| Exercise objective |
Print verbatim the lines of the entries from the one containing "If you could tag each instance of the finial" to the last, inclusive, and no others.

| Material to process |
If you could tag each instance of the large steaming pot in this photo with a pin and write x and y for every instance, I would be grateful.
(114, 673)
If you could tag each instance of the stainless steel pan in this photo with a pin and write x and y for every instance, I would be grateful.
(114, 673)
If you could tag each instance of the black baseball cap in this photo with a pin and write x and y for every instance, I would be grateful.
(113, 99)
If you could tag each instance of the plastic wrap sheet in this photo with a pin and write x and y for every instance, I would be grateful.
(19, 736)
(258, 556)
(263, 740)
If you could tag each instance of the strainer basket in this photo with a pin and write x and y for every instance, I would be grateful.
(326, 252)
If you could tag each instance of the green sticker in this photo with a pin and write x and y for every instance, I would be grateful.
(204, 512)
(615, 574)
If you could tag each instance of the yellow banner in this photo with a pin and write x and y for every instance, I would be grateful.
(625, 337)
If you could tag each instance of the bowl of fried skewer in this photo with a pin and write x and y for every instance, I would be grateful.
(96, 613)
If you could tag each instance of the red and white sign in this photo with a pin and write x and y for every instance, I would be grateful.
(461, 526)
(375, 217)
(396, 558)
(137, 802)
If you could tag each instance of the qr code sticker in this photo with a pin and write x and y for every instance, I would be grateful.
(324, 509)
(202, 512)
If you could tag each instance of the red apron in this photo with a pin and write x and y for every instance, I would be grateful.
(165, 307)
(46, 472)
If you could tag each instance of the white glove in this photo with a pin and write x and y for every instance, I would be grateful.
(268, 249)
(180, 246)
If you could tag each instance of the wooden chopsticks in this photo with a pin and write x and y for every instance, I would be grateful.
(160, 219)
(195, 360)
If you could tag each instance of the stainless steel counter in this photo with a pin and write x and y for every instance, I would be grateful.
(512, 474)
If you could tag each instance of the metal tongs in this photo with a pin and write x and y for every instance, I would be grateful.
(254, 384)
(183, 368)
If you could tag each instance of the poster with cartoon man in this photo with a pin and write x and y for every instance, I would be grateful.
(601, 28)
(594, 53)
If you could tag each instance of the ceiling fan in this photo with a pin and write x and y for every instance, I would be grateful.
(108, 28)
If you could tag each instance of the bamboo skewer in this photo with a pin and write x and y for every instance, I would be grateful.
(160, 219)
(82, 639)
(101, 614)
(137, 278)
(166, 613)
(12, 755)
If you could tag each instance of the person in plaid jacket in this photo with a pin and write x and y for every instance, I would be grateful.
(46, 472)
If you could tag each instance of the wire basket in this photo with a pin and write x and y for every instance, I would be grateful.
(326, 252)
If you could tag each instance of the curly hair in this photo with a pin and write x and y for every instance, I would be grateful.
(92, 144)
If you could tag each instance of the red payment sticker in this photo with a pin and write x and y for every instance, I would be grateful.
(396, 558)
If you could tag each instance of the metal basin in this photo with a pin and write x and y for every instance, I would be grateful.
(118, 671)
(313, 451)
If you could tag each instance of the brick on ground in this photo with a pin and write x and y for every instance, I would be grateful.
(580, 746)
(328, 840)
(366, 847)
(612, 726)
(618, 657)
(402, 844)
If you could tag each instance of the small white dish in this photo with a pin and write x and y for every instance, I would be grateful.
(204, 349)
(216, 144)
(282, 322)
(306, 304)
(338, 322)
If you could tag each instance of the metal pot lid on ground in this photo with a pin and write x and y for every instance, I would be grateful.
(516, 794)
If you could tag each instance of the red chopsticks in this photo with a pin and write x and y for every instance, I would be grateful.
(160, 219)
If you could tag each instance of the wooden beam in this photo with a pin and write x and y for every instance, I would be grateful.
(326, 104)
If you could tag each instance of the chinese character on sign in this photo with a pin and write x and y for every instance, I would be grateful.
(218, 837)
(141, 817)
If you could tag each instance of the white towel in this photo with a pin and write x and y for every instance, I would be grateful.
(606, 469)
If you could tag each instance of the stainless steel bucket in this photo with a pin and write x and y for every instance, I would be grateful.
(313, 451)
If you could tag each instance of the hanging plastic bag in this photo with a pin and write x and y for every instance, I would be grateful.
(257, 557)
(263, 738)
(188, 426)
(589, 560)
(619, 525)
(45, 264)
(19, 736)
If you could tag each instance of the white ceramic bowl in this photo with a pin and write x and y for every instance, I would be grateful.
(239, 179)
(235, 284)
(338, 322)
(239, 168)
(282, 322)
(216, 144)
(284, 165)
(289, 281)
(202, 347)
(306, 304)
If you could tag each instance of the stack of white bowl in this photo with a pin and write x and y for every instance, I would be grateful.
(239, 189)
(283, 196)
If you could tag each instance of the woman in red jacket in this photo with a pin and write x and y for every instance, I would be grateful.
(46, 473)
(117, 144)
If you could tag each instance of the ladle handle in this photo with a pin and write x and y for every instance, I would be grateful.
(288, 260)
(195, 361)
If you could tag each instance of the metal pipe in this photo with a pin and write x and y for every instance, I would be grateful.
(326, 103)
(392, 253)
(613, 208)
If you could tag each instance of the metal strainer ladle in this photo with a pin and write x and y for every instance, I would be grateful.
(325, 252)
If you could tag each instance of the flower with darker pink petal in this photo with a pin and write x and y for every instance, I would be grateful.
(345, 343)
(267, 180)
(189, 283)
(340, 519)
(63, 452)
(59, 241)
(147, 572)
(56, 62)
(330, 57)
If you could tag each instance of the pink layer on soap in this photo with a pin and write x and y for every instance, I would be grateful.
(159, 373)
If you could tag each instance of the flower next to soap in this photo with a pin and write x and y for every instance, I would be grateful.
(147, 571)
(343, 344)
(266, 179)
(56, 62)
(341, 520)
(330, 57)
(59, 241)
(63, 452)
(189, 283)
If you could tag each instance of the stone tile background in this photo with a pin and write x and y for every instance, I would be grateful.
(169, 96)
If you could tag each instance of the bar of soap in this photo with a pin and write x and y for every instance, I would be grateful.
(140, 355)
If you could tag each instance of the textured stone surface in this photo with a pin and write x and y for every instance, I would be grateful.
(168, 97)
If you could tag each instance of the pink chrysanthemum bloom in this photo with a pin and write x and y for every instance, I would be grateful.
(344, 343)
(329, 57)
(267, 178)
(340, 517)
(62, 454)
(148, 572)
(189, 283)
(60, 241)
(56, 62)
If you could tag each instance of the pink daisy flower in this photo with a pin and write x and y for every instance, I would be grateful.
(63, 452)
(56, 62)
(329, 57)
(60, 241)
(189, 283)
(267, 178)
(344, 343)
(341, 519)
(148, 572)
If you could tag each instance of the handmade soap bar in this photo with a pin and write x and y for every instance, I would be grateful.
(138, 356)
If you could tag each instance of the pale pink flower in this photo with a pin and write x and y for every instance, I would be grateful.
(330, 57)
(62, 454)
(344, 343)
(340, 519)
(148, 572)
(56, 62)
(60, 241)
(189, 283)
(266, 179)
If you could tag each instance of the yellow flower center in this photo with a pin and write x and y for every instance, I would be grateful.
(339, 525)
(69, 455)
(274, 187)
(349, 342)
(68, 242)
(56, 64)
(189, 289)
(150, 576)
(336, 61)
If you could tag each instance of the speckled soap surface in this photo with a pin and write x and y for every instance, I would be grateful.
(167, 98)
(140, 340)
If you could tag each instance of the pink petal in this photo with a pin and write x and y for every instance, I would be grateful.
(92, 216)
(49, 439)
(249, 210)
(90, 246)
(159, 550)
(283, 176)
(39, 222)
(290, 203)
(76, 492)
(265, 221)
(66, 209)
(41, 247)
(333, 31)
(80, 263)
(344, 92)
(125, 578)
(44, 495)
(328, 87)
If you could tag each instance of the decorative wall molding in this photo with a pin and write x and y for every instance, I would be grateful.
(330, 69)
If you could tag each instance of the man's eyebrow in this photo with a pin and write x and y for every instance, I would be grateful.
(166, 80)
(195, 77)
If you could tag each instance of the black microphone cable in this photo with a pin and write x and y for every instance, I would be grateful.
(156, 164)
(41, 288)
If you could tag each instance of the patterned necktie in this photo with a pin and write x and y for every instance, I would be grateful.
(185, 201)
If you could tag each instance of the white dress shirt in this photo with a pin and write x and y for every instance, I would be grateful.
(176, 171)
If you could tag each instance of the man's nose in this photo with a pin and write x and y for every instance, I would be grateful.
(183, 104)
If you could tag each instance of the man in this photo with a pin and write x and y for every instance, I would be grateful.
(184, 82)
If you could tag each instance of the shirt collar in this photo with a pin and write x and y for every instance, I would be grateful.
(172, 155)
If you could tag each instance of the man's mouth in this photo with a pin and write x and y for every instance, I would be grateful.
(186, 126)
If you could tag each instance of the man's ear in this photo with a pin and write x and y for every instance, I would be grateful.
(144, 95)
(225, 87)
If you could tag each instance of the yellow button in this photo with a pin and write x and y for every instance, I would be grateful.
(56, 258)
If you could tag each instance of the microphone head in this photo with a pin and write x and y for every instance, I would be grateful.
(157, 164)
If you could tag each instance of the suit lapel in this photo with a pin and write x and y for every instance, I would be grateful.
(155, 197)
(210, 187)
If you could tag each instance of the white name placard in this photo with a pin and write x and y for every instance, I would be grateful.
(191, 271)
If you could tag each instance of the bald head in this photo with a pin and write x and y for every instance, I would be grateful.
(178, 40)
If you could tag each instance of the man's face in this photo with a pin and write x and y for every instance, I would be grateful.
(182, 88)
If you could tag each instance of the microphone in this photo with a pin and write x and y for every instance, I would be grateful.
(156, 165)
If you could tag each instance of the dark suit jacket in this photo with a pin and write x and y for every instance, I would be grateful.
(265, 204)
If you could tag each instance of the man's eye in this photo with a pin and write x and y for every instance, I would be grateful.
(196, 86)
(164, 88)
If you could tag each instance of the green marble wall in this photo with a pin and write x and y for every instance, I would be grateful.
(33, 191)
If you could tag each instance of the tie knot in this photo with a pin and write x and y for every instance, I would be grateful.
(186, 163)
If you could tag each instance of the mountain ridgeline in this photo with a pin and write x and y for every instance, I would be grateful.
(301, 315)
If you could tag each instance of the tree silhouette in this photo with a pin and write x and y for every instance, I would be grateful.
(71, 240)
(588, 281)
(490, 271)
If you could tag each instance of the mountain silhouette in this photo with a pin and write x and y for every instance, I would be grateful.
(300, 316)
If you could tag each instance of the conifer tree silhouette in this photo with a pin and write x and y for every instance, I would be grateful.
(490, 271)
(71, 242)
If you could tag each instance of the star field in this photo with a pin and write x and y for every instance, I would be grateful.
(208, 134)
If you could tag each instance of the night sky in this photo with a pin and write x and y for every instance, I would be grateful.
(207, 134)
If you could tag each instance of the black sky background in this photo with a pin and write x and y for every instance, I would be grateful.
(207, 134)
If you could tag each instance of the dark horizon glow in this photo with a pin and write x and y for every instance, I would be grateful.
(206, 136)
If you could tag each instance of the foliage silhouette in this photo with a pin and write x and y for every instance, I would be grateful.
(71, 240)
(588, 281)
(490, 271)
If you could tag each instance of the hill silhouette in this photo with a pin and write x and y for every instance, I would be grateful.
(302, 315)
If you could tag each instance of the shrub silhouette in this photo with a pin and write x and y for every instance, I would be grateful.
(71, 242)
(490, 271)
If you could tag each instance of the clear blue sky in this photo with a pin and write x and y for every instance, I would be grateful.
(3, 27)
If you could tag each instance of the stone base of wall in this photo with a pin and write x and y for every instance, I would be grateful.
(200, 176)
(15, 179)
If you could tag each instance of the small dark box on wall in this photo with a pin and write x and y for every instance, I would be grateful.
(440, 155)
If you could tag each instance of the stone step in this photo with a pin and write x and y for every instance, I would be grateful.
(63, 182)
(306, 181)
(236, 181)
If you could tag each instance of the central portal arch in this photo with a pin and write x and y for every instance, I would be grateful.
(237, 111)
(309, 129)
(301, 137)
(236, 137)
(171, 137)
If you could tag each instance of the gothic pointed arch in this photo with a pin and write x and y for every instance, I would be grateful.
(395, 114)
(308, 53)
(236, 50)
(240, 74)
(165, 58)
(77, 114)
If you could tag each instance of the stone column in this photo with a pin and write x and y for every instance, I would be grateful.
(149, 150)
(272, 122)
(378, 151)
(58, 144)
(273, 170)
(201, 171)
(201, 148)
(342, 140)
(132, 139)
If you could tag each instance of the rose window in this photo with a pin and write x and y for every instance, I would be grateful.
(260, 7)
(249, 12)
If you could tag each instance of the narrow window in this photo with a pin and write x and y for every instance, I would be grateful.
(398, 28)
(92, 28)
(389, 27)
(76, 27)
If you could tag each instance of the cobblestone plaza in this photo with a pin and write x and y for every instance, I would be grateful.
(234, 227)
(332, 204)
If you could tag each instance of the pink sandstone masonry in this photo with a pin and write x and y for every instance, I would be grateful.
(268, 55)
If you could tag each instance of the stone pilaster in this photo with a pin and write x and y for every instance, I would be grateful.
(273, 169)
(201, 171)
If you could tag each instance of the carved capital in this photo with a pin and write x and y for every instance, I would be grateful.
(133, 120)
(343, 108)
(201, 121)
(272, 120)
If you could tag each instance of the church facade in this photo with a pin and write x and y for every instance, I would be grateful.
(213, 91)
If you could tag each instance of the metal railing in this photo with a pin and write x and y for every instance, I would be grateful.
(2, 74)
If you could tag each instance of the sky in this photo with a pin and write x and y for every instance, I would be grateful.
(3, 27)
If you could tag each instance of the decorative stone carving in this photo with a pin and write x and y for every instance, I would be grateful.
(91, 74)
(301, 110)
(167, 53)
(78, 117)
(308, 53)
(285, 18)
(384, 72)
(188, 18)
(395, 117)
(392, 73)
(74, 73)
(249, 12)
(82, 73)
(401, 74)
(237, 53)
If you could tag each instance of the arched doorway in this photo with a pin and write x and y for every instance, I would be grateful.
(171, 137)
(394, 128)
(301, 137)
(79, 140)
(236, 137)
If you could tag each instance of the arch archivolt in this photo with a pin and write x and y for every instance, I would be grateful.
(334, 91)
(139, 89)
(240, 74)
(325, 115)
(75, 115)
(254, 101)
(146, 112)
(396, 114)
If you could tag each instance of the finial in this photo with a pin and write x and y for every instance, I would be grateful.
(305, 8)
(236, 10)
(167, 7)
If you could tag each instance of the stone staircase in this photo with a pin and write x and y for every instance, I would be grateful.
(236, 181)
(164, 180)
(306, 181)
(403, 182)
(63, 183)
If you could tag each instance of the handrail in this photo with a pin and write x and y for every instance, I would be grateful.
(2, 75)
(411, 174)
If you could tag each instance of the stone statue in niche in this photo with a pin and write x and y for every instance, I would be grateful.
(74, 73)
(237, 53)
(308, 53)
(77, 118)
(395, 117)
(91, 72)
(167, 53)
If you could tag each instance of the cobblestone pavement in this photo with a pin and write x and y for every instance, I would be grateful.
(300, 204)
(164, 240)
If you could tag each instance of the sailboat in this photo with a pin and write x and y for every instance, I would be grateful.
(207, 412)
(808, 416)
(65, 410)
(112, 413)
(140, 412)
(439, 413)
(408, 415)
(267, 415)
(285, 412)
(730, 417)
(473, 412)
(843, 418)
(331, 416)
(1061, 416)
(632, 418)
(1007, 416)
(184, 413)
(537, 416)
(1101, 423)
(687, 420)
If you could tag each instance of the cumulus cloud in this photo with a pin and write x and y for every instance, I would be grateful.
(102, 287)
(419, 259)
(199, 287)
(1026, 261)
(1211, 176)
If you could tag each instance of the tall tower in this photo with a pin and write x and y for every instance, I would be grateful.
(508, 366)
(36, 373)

| Full output |
If you could tag each instance of the finial in this photo with a pin and write x and y for every instance, I would be grateful.
(305, 8)
(236, 10)
(167, 7)
If you could tag each instance of the stone staircase in this photo with a pin and write x and y for every instance, I would be grateful.
(236, 181)
(164, 180)
(306, 181)
(403, 182)
(63, 183)
If you could tag each instance of the handrail in this photo with a pin and write x and y for every instance, I would be grateful.
(2, 75)
(411, 174)
If you could tag each instance of the stone statue in niche in this photo with a pin and write x and y for every instance, I would be grateful.
(74, 73)
(237, 53)
(308, 53)
(77, 118)
(395, 117)
(91, 72)
(167, 53)
If you could tag each instance of the cobblestone pavement in this photo with a pin and write x and y for every instance, I would be grateful.
(300, 204)
(164, 240)
If you could tag each instance of the sailboat in this photo with a pin and write x and y for every instance, I would be grateful.
(207, 412)
(808, 416)
(65, 410)
(112, 413)
(140, 412)
(439, 413)
(408, 415)
(267, 415)
(285, 412)
(730, 417)
(473, 412)
(843, 418)
(331, 416)
(1061, 416)
(632, 418)
(1007, 416)
(184, 413)
(537, 416)
(1101, 423)
(687, 420)
If you could tag each instance of the cumulus cloud in this photo with a pin and write x and y for every instance, I would be grateful.
(102, 287)
(419, 259)
(199, 287)
(1026, 261)
(1211, 176)
If you could tag each instance of the tall tower in this photo with a pin and write x and y for every instance, I would be grateful.
(508, 366)
(36, 373)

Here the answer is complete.